Non tutti sanno che, un’azienda quando licenzia un dipendente, a volte è obbligata a versare un contributo all’Inps, ovvero una tassa che ha lo scopo di finanziare la Naspi e di scoraggiare i licenziamenti.

Detto ciò va sottolineato che il cosiddetto ticket di licenziamento deve essere pagato ogni volte che il lavoratore ha il diritto di ricevere l’indennità di disoccupazione, quindi se possiede tutti i requisiti necessari per ottenerla, anche se decide di non fare la richiesta.

La somma da versare è più elevata se vengono licenziati collettivamente diversi dipendenti.

E’ inoltre previsto nei casi di dimissioni per giusta causa o date durante la maternità, per la mancata trasformazione di un apprendistato in contratto a tempo indeterminato e altre ipotesi che vedremo a breve.

Cos’è il ticket licenziamento?

Ogni volta che un lavoratore viene lasciato a casa l’azienda deve pagare una tassa chiamata ticket licenziamento, ovvero un contributo da versare all’Inps per finanziare l’indennità di disoccupazione che l’ente deve versare ai soggetti che ne fanno domanda. 

In realtà l’obiettivo del legislatore è anche quello di creare dei presupposti sfavorevoli ai licenziamenti.
E’ obbligatorio per ogni interruzione del rapporti di lavoro, ad eccezione per le dimissioni volontarie e le risoluzioni consensuali.
La tassa è stata introdotta con la Riforma Fornero, a seguito dell’abrogazione dell’indennità di mobilità.

L’importo deve essere pagato in tutti i casi in cui un dipendente avrebbe il diritto a ricevere la Naspi, anche se poi non ne fa la relativa richiesta. 

Quando deve essere pagato il ticket di licenziamento?

Come abbiamo visto fino ad ora il ticket di licenziamento deve essere pagato dall’azienda quando il dipendente ha il diritto di ricevere la Naspi, anche se poi effettua la domanda.

L’indennità di disoccupazione spetta a tutti gli individui che perdono il lavoro per ragioni non collegate alla loro volontà, quindi ogni volta che vengono licenziati, per le dimissioni per giusta causa, ma anche per la perdita del lavoro derivante per:

  • crisi finanziaria aziendale
  • mancata trasformazione del contratto di apprendistato a tempo indeterminato
  • dimissioni della lavoratrice in maternità.

Inoltre, un caso particolare è rappresentato dai licenziamenti collettivi, cioè quando vengono lasciati a casa almeno 5 lavoratori in un arco temporale di 120 giorni. Se la decisione viene presa senza trovare degli accordi sindacali, gli importi da versare vengono moltiplicati per 3.

• Consegna a:
Trascrivi per favore il brano dell'estratto che comincia con "Quando deve essere" e termina con "effettua la domanda.".
Questi record non hanno alcun legame con l'estratto.

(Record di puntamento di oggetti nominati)
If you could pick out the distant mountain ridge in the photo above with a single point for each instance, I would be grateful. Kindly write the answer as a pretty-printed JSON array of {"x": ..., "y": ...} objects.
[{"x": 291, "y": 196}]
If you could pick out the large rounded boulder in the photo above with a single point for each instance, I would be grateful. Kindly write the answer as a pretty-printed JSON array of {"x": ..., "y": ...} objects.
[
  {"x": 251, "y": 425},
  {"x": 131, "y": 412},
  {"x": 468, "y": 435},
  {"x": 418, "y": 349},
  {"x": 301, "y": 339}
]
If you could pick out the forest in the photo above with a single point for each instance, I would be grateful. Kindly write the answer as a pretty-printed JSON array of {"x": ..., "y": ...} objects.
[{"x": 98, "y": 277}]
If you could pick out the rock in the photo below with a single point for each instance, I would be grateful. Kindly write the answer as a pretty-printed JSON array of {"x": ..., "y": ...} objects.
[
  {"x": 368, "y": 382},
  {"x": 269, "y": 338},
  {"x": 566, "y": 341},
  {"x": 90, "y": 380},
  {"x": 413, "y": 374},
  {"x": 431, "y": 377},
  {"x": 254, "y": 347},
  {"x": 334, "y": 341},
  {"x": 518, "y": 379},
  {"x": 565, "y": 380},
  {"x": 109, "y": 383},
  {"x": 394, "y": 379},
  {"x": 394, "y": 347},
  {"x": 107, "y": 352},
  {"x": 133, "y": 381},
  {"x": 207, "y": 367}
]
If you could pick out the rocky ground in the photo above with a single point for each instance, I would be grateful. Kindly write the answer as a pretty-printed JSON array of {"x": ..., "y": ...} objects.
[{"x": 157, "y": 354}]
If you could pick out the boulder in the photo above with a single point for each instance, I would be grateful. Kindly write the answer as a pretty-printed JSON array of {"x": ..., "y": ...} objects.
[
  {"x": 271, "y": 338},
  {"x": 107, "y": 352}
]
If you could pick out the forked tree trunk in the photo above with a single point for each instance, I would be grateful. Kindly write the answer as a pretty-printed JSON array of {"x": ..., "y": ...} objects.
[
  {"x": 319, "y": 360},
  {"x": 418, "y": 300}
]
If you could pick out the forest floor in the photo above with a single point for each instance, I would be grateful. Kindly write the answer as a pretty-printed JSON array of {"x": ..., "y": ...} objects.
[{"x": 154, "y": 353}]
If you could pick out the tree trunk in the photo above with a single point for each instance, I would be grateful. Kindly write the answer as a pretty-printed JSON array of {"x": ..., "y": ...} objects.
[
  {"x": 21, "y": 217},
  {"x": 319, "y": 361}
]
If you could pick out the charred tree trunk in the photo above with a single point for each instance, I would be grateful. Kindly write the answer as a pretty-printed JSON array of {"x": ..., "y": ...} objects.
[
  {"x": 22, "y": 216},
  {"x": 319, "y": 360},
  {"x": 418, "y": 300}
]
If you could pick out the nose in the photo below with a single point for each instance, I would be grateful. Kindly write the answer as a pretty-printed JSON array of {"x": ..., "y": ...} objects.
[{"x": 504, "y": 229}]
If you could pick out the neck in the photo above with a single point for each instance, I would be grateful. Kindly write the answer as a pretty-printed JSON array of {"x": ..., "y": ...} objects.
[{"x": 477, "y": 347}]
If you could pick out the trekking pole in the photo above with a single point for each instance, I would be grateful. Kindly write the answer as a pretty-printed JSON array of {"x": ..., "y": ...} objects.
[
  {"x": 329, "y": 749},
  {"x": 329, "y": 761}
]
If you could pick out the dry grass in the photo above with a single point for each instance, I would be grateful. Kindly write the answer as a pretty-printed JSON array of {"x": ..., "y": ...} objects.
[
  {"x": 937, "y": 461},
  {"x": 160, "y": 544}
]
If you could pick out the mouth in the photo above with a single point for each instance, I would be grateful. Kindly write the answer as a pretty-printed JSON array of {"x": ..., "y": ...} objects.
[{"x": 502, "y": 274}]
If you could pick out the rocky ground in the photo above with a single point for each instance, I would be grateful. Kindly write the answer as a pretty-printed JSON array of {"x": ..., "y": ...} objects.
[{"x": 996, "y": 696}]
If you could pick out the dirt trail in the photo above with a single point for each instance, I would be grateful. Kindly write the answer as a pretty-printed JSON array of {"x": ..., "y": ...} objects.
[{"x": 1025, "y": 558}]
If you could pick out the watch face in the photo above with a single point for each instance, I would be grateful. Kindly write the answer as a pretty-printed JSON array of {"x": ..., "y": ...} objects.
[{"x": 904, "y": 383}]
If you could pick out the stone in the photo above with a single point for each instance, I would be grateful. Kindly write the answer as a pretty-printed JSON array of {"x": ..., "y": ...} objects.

• Consegna b:
Quante righe dei record contengono la stringa "boulder"? Rispondi soltanto con il numero.

• Risposta completa a:
Quando deve essere pagato il ticket di licenziamento?

Come abbiamo visto fino ad ora il ticket di licenziamento deve essere pagato dall’azienda quando il dipendente ha il diritto di ricevere la Naspi, anche se poi effettua la domanda.

• Risposta completa b:
2